-- start --
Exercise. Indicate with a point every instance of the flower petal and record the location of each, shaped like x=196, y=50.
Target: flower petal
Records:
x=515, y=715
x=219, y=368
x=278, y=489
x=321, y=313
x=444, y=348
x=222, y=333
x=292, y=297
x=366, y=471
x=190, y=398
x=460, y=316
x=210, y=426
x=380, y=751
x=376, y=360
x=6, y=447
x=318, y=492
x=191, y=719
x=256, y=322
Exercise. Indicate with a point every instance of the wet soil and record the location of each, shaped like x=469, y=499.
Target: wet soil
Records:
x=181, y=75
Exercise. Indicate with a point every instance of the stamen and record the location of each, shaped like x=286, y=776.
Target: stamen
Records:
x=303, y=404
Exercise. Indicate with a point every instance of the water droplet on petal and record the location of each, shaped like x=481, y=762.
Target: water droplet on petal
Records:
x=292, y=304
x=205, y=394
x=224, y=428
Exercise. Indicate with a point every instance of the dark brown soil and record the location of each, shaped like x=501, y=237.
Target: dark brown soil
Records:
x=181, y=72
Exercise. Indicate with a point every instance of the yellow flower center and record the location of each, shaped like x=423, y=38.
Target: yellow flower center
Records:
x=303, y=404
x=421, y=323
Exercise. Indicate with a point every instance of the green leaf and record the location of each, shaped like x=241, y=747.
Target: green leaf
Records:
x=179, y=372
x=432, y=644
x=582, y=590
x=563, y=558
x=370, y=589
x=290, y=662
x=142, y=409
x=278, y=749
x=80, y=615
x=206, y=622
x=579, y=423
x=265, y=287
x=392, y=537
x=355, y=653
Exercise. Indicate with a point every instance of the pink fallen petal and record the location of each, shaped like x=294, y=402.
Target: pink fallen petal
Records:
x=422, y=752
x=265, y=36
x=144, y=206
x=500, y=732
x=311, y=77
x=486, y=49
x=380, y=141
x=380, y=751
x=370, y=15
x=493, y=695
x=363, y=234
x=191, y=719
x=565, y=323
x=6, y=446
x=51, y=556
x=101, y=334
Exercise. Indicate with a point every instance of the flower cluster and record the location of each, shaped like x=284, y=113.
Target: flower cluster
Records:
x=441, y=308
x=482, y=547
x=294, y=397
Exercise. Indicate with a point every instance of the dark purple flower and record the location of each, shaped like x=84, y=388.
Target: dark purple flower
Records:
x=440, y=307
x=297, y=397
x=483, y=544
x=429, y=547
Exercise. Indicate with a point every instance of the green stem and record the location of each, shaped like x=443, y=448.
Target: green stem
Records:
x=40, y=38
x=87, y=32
-- end --
Stated goal ::
Only the lines from the one containing "Exercise. Indicate with a point every instance of the green leaf" through the end of the entries above belong in the answer; repeat them exactly.

Response ::
Exercise. Indicate with a point every instance of the green leaf and record the location of each, shaped like x=241, y=747.
Target: green leaf
Records:
x=179, y=372
x=432, y=644
x=582, y=590
x=563, y=558
x=370, y=589
x=290, y=662
x=142, y=409
x=278, y=749
x=80, y=615
x=206, y=622
x=579, y=423
x=265, y=287
x=392, y=537
x=355, y=653
Exercise. Indicate with a point every instance of the pink fallen petal and record the location of each, shaped like x=294, y=402.
Target: pink fallen petal
Records:
x=422, y=752
x=265, y=36
x=144, y=206
x=500, y=732
x=311, y=77
x=486, y=49
x=380, y=141
x=380, y=751
x=370, y=15
x=493, y=695
x=363, y=234
x=191, y=719
x=565, y=323
x=6, y=446
x=51, y=556
x=101, y=334
Exercise. Indicate with a point every instance of the flower cluster and record the location of each, shaped like x=284, y=113.
Target: flower cluster
Records:
x=441, y=308
x=482, y=547
x=294, y=397
Exercise. Indicate with a point every instance of the dark purple flower and record the location of each, shaped like x=84, y=388.
Target: dark purple flower
Records:
x=440, y=307
x=297, y=397
x=483, y=544
x=429, y=547
Exercise. Indicate with a point every instance of the green stem and record the location of each, shaped like x=443, y=448.
Target: green stem
Records:
x=40, y=38
x=87, y=32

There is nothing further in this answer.